### The problem
Copy out, character for character, every line of the material from the line containing "glass partition wall?" up to and including the final line.

### Task data
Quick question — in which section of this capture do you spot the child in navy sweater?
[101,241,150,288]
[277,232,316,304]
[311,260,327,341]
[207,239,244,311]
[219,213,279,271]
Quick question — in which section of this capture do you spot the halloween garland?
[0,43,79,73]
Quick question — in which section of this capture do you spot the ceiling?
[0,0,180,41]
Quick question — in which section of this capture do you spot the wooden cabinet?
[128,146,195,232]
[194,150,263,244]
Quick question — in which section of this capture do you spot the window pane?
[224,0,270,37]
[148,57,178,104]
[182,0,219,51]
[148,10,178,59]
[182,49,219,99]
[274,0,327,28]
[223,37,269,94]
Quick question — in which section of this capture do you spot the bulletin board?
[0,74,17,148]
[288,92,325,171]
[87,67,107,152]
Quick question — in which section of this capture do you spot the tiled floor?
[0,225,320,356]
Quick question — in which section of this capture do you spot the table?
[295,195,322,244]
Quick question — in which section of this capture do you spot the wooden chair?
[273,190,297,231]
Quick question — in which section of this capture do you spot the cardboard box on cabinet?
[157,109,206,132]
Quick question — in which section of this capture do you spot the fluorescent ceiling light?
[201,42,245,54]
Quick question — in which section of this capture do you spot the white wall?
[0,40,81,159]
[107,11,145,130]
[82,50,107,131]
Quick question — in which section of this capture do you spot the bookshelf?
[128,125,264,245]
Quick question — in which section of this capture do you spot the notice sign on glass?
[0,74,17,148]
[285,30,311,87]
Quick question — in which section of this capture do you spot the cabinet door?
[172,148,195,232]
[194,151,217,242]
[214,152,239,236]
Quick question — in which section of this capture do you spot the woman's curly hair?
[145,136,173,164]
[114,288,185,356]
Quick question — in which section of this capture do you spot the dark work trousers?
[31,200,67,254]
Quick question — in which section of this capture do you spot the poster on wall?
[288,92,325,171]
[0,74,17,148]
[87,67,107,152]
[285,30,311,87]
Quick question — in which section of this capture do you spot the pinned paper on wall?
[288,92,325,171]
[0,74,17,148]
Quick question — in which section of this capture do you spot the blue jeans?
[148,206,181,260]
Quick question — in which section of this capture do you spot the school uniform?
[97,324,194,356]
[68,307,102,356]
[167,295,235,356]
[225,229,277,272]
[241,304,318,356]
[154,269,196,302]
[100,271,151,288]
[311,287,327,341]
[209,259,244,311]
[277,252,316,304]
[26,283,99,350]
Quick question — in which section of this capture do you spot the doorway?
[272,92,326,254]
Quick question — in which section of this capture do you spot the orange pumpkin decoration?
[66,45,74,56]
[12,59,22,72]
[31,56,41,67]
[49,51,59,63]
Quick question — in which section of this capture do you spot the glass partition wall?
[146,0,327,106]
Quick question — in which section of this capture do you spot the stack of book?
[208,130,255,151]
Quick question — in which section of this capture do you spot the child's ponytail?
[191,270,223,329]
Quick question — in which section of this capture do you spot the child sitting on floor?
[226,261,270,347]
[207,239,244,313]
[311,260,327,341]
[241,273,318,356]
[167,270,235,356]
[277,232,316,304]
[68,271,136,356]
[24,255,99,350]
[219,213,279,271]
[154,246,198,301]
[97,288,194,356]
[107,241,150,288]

### Answer in full
Quick question — in which section of this capture do you spot the glass partition wall?
[146,0,327,106]
Quick question — in which section of this capture do you spot the stack of book?
[208,130,255,151]
Quick question — in which section of this capture do you spot the child's ponytail?
[191,270,223,329]
Quick question — in which section of this capture do you spot the child sitting on floor?
[226,261,270,347]
[207,239,244,313]
[311,260,327,341]
[241,273,318,356]
[167,270,235,356]
[277,232,316,304]
[68,271,136,356]
[24,255,99,350]
[219,213,279,271]
[154,246,198,301]
[97,288,194,356]
[107,241,150,288]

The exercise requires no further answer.